*PROBLEM DESCRIPTION:*
Beginning with the line in which "dress with a single marker." appears, transcribe each line word for word until the records end. Do not include pictures.

*DATA LINES:*

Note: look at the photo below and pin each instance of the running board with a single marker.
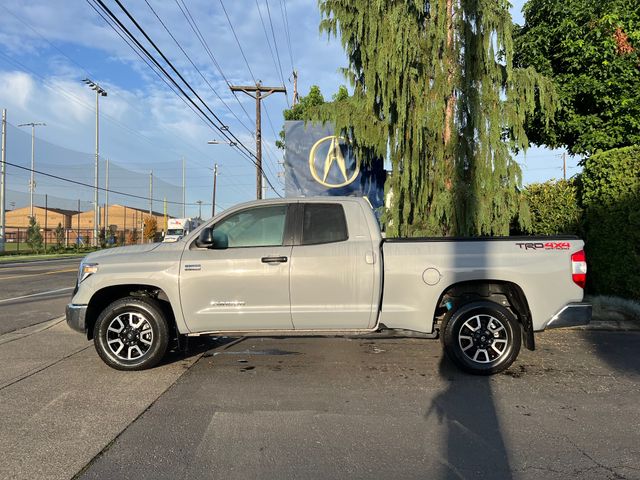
(360, 333)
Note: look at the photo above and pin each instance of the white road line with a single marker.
(36, 294)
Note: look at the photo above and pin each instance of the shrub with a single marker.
(150, 228)
(34, 236)
(611, 199)
(554, 208)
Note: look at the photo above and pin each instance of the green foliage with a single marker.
(590, 50)
(150, 228)
(554, 208)
(34, 236)
(303, 110)
(434, 86)
(611, 199)
(59, 237)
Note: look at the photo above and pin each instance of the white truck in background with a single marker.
(179, 227)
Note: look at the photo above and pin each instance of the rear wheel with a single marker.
(131, 334)
(481, 337)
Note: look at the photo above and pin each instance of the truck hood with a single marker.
(129, 250)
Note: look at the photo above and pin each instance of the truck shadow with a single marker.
(618, 349)
(474, 446)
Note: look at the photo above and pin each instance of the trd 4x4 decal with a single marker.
(544, 245)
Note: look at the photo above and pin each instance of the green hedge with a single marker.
(610, 195)
(554, 208)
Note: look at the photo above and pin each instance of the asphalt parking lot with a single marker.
(313, 408)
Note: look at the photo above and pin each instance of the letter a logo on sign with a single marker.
(334, 157)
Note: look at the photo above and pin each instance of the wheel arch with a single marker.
(105, 296)
(505, 293)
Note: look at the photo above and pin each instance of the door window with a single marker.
(323, 223)
(255, 227)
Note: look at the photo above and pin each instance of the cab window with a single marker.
(255, 227)
(323, 223)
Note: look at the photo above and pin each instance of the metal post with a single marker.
(124, 226)
(46, 218)
(258, 147)
(257, 93)
(96, 214)
(32, 180)
(106, 200)
(213, 198)
(3, 180)
(78, 222)
(150, 192)
(184, 190)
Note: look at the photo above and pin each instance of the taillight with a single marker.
(579, 268)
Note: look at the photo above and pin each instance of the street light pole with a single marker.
(213, 199)
(100, 92)
(32, 183)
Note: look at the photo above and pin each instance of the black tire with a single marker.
(494, 344)
(123, 346)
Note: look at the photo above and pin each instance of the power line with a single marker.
(116, 192)
(195, 66)
(285, 16)
(194, 27)
(89, 74)
(217, 123)
(275, 46)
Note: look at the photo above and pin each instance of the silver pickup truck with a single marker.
(311, 266)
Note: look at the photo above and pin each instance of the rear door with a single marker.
(333, 271)
(244, 286)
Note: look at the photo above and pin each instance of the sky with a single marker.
(48, 46)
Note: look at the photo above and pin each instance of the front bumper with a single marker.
(572, 315)
(76, 316)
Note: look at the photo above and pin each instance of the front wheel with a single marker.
(131, 334)
(481, 337)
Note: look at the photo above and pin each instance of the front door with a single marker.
(244, 286)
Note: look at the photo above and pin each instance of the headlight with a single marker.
(86, 269)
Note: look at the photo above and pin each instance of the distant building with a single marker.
(121, 217)
(50, 217)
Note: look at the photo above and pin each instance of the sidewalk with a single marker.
(60, 405)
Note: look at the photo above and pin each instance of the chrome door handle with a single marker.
(273, 260)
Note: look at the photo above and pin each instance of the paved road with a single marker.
(338, 408)
(34, 292)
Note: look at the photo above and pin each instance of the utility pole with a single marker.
(150, 192)
(213, 198)
(100, 92)
(106, 200)
(32, 182)
(258, 92)
(3, 180)
(184, 190)
(295, 87)
(264, 188)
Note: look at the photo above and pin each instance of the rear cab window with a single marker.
(323, 223)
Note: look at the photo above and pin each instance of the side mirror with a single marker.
(210, 238)
(205, 239)
(220, 240)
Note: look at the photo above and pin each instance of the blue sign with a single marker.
(317, 162)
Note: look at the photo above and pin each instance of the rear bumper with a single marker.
(571, 315)
(76, 316)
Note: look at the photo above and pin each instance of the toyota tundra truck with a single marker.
(313, 266)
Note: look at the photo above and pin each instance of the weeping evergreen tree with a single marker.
(435, 79)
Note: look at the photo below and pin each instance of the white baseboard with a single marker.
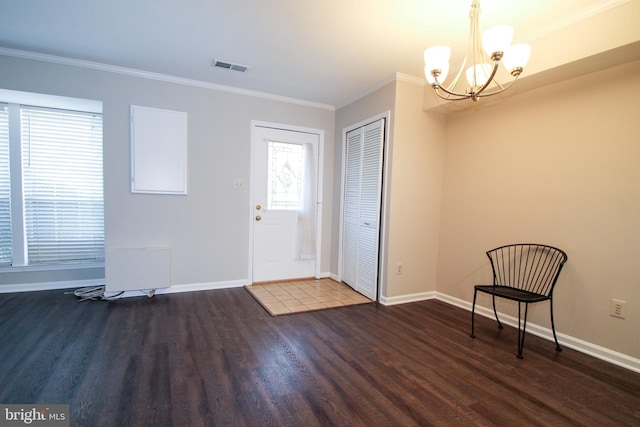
(599, 352)
(403, 299)
(49, 286)
(176, 289)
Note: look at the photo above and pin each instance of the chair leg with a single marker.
(521, 331)
(473, 312)
(495, 312)
(553, 326)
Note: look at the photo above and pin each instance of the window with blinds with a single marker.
(56, 182)
(6, 241)
(62, 185)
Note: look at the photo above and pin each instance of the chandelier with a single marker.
(483, 68)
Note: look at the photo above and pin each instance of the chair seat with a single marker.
(511, 293)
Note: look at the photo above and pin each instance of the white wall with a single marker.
(207, 230)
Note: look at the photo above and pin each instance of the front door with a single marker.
(284, 182)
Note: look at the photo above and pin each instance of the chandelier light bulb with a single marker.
(482, 69)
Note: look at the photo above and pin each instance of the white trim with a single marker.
(577, 344)
(49, 286)
(382, 251)
(160, 77)
(403, 299)
(319, 189)
(594, 350)
(581, 15)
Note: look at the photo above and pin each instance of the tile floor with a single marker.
(304, 295)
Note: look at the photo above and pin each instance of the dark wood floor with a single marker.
(217, 358)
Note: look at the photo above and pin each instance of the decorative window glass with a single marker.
(284, 182)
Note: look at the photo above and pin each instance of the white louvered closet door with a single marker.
(363, 189)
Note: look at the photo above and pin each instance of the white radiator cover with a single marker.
(131, 269)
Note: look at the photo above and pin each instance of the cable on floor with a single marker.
(95, 293)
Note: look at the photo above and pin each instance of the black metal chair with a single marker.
(526, 273)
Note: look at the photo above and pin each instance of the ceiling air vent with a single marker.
(229, 66)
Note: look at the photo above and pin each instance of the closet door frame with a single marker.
(382, 231)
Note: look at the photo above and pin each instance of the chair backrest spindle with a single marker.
(527, 266)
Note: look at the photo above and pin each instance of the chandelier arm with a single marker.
(459, 96)
(496, 64)
(503, 88)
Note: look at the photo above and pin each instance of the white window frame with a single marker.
(15, 99)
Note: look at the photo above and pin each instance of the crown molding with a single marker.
(157, 76)
(580, 15)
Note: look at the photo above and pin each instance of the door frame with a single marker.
(319, 189)
(384, 205)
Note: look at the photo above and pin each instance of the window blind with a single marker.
(6, 247)
(62, 181)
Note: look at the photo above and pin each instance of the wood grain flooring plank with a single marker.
(218, 358)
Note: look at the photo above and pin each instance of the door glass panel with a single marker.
(285, 176)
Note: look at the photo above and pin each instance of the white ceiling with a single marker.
(324, 51)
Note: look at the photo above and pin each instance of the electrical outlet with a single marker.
(618, 308)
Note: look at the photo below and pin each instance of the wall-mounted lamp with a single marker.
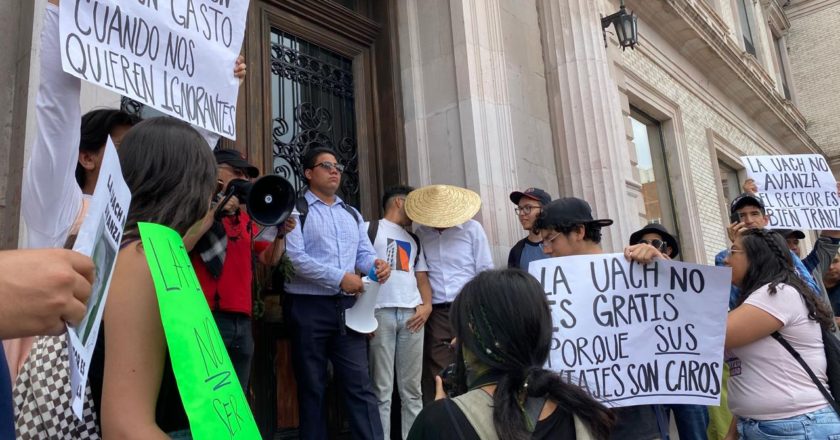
(626, 27)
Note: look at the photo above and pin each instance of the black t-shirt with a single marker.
(435, 422)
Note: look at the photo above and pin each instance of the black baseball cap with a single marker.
(236, 160)
(746, 199)
(791, 233)
(531, 193)
(567, 211)
(656, 228)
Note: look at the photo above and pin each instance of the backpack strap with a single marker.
(352, 212)
(778, 337)
(302, 206)
(450, 411)
(477, 407)
(373, 228)
(417, 242)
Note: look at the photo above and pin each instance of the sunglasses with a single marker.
(329, 166)
(658, 244)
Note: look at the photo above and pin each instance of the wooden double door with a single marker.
(320, 73)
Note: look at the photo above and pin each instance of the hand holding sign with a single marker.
(633, 334)
(40, 289)
(149, 51)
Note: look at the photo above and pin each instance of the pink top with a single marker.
(766, 382)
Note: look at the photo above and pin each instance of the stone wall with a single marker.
(813, 43)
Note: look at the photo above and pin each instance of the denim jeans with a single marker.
(393, 345)
(235, 329)
(822, 424)
(691, 420)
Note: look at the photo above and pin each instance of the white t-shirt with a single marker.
(766, 382)
(394, 245)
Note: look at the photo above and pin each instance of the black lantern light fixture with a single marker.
(626, 27)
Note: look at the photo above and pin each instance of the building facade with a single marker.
(500, 95)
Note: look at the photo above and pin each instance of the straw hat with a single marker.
(441, 206)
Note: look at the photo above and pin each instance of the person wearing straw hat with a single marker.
(326, 251)
(456, 249)
(568, 228)
(692, 420)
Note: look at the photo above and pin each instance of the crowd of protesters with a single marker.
(462, 343)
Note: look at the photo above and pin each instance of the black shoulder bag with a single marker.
(832, 356)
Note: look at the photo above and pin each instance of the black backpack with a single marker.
(832, 357)
(373, 228)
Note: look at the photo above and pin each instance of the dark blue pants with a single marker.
(235, 329)
(691, 420)
(318, 334)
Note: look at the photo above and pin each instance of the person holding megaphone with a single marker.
(222, 249)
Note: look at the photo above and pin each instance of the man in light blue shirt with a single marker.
(456, 249)
(327, 247)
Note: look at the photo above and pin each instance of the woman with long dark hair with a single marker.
(503, 328)
(172, 176)
(770, 394)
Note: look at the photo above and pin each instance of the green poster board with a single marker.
(211, 393)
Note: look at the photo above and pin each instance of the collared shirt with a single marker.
(454, 256)
(735, 292)
(333, 244)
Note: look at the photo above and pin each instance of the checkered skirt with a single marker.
(42, 396)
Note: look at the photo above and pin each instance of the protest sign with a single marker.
(99, 238)
(798, 191)
(211, 393)
(634, 335)
(152, 51)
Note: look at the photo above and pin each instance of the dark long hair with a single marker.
(171, 173)
(97, 125)
(503, 318)
(771, 263)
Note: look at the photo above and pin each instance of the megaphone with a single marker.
(270, 199)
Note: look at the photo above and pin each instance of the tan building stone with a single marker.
(813, 43)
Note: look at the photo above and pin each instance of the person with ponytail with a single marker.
(771, 394)
(503, 329)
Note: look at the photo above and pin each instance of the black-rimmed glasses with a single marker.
(330, 165)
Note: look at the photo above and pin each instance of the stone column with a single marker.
(485, 117)
(586, 117)
(458, 106)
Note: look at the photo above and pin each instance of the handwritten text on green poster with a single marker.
(212, 397)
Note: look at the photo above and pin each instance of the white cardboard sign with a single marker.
(635, 335)
(174, 55)
(798, 191)
(99, 238)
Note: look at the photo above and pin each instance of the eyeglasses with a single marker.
(657, 243)
(549, 240)
(525, 210)
(330, 165)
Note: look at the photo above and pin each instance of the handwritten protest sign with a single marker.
(98, 238)
(176, 56)
(211, 393)
(633, 334)
(798, 191)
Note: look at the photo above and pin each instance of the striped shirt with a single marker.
(333, 244)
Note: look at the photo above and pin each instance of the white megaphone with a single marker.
(361, 317)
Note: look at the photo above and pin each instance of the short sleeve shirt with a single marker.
(766, 382)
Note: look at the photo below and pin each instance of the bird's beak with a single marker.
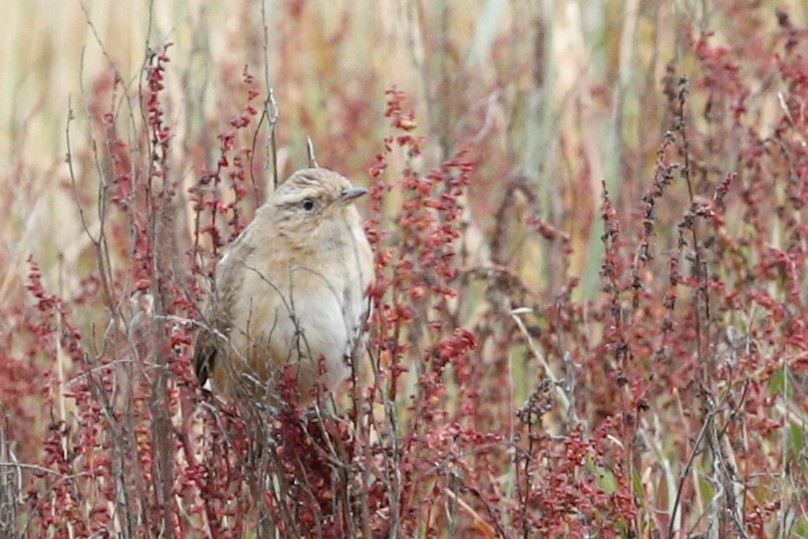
(352, 193)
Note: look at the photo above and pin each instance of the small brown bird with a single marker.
(291, 290)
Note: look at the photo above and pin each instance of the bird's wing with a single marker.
(217, 316)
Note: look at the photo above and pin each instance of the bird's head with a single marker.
(313, 205)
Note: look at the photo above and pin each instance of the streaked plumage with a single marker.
(291, 289)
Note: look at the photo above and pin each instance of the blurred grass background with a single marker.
(557, 96)
(564, 93)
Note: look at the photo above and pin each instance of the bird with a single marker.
(290, 295)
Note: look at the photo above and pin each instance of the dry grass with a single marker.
(578, 410)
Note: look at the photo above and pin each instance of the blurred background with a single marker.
(658, 330)
(562, 94)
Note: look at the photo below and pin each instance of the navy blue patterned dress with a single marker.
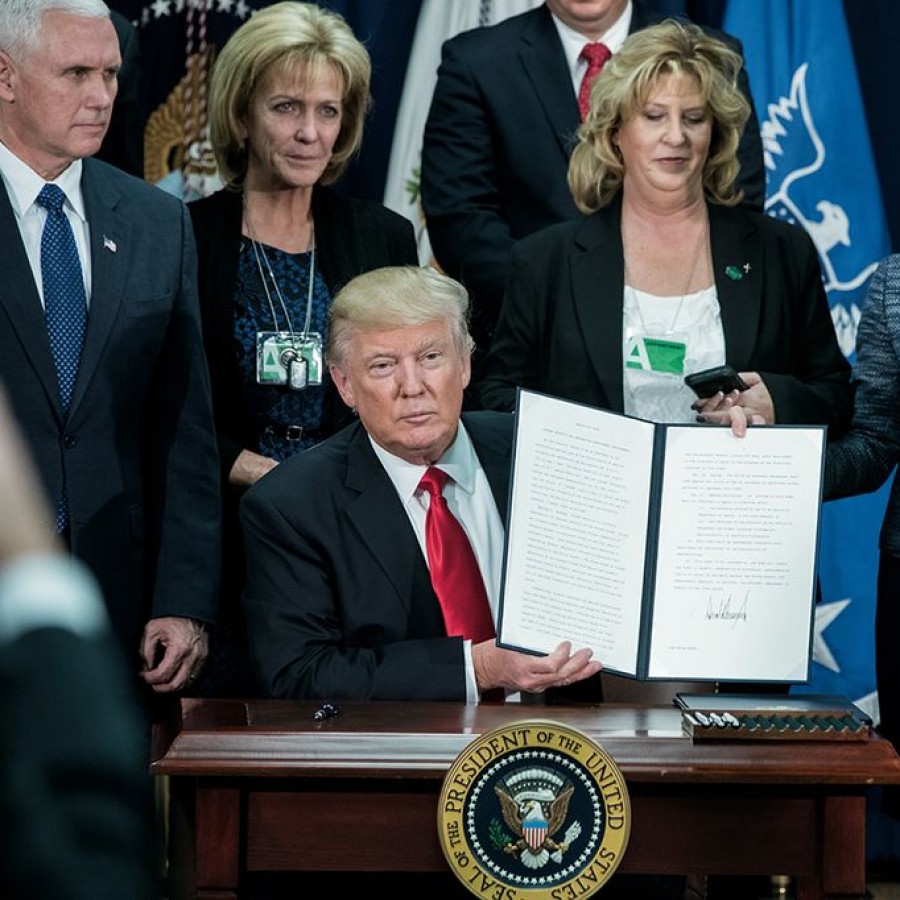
(274, 407)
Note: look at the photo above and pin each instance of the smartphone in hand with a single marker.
(708, 382)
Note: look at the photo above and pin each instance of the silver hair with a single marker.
(21, 20)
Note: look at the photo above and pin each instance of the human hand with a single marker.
(738, 409)
(184, 645)
(514, 671)
(249, 467)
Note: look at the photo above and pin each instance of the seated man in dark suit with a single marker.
(75, 794)
(341, 598)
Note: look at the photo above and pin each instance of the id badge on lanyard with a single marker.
(662, 355)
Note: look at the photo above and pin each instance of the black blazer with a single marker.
(339, 602)
(496, 149)
(74, 785)
(137, 448)
(561, 327)
(352, 236)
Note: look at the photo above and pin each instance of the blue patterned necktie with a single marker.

*EXERCISE RESULT:*
Note: look at the photo below and pin each instance of the navy blue patterned dress with a single marker.
(274, 407)
Note: look at the photo above and pin each instance of the smartphone in hand with a single marker.
(708, 382)
Note: look at the photo above and pin each instance of the silver hair with a single marker.
(21, 20)
Note: look at the photo above and pin each instance of the human hand with a single marker.
(738, 409)
(184, 645)
(514, 671)
(249, 467)
Note: look at the photo above and pin each instance of the seated man in dark suit with a single marker.
(75, 794)
(341, 598)
Note: look at the photo above and pin each instance of the id badge on lanyard with a single marker.
(662, 355)
Note: look at the photo above and pin each instance of the black blazer with a single marker.
(339, 602)
(496, 149)
(74, 785)
(137, 448)
(561, 327)
(352, 236)
Note: look at the photo above and pin each instance of the blue patterned necktie with a single marker.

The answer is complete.